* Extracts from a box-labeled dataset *
__________________________________________________
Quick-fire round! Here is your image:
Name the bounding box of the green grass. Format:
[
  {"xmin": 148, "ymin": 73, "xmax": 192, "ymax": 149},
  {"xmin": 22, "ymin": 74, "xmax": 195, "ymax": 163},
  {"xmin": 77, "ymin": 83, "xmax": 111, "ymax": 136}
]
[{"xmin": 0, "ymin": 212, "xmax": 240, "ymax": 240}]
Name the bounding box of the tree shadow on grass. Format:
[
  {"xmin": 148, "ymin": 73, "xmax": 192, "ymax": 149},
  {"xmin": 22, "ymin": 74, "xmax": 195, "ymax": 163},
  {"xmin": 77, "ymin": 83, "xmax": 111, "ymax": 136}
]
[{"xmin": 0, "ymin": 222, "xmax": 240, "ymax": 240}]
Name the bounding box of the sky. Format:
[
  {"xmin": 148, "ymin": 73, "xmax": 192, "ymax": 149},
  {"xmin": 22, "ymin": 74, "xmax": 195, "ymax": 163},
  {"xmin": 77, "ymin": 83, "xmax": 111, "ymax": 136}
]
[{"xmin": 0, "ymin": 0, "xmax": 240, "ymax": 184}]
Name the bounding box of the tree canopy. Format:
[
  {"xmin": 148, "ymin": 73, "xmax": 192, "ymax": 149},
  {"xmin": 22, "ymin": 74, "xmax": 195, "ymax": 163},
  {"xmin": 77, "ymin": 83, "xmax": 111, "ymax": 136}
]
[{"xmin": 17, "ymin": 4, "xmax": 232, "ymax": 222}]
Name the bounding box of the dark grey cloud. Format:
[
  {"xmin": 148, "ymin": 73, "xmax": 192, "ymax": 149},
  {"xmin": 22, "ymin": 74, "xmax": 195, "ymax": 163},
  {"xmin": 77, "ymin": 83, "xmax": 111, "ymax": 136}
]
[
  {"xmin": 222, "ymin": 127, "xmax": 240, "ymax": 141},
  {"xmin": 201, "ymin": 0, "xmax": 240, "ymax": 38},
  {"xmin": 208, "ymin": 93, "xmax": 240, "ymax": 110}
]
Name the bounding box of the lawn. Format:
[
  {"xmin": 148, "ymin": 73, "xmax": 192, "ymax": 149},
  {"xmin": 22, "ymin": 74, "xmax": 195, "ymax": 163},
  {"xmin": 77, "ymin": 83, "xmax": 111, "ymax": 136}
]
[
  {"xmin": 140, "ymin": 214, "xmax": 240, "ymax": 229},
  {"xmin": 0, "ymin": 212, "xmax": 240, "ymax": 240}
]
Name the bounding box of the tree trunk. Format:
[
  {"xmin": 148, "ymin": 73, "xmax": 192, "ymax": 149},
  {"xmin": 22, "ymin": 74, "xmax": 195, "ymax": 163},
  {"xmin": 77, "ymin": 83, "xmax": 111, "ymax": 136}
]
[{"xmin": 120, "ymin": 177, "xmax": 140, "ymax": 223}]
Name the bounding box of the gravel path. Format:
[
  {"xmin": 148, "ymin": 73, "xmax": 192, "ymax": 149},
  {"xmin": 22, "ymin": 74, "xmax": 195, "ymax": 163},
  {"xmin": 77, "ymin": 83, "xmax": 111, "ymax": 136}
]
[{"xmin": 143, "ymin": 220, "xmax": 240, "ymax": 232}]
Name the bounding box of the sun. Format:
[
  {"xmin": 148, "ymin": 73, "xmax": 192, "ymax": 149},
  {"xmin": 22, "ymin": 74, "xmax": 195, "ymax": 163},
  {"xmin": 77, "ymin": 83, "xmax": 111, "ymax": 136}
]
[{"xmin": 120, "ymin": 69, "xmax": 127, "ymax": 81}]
__________________________________________________
* INSTRUCTIONS FOR THE TASK *
Can you edit the records above so that every "bounding box" becomes "enclosing box", with everything else left unchanged?

* FINAL RESULT *
Quick-fire round! Here is your image:
Name the enclosing box of the green grass. Format:
[
  {"xmin": 148, "ymin": 73, "xmax": 192, "ymax": 149},
  {"xmin": 22, "ymin": 74, "xmax": 195, "ymax": 163},
  {"xmin": 77, "ymin": 83, "xmax": 111, "ymax": 136}
]
[{"xmin": 0, "ymin": 212, "xmax": 240, "ymax": 240}]
Name the enclosing box of the tree shadow on grass. Format:
[
  {"xmin": 148, "ymin": 73, "xmax": 192, "ymax": 149},
  {"xmin": 22, "ymin": 74, "xmax": 195, "ymax": 163},
  {"xmin": 77, "ymin": 83, "xmax": 111, "ymax": 136}
]
[{"xmin": 0, "ymin": 222, "xmax": 240, "ymax": 240}]
Name the enclosing box of the sky. Format:
[
  {"xmin": 148, "ymin": 73, "xmax": 192, "ymax": 149},
  {"xmin": 22, "ymin": 74, "xmax": 195, "ymax": 163},
  {"xmin": 77, "ymin": 83, "xmax": 111, "ymax": 136}
]
[{"xmin": 0, "ymin": 0, "xmax": 240, "ymax": 184}]
Name the enclosing box of the tree canopy. Format:
[
  {"xmin": 148, "ymin": 73, "xmax": 192, "ymax": 149},
  {"xmin": 22, "ymin": 74, "xmax": 195, "ymax": 163},
  {"xmin": 77, "ymin": 83, "xmax": 111, "ymax": 136}
]
[{"xmin": 17, "ymin": 4, "xmax": 232, "ymax": 222}]
Name the enclosing box of the dark grey cloud. Format:
[
  {"xmin": 148, "ymin": 73, "xmax": 192, "ymax": 149},
  {"xmin": 22, "ymin": 74, "xmax": 195, "ymax": 163},
  {"xmin": 77, "ymin": 83, "xmax": 111, "ymax": 136}
]
[
  {"xmin": 222, "ymin": 127, "xmax": 240, "ymax": 141},
  {"xmin": 201, "ymin": 0, "xmax": 240, "ymax": 38},
  {"xmin": 208, "ymin": 93, "xmax": 240, "ymax": 110}
]
Name the enclosing box of the lawn. Format:
[
  {"xmin": 148, "ymin": 73, "xmax": 192, "ymax": 149},
  {"xmin": 22, "ymin": 74, "xmax": 195, "ymax": 163},
  {"xmin": 77, "ymin": 83, "xmax": 111, "ymax": 136}
]
[
  {"xmin": 140, "ymin": 214, "xmax": 240, "ymax": 229},
  {"xmin": 0, "ymin": 212, "xmax": 240, "ymax": 240}
]
Name the enclosing box of the tree trunk. Format:
[
  {"xmin": 148, "ymin": 73, "xmax": 192, "ymax": 149},
  {"xmin": 22, "ymin": 74, "xmax": 195, "ymax": 163},
  {"xmin": 77, "ymin": 83, "xmax": 111, "ymax": 136}
]
[{"xmin": 120, "ymin": 177, "xmax": 140, "ymax": 223}]
Name the enclosing box of the gravel path. Format:
[
  {"xmin": 148, "ymin": 73, "xmax": 192, "ymax": 149},
  {"xmin": 22, "ymin": 74, "xmax": 195, "ymax": 163},
  {"xmin": 77, "ymin": 83, "xmax": 111, "ymax": 136}
]
[{"xmin": 143, "ymin": 220, "xmax": 240, "ymax": 232}]
Name the enclosing box of the sun. Format:
[
  {"xmin": 148, "ymin": 73, "xmax": 192, "ymax": 149},
  {"xmin": 22, "ymin": 74, "xmax": 195, "ymax": 163},
  {"xmin": 77, "ymin": 83, "xmax": 111, "ymax": 136}
]
[{"xmin": 120, "ymin": 69, "xmax": 127, "ymax": 81}]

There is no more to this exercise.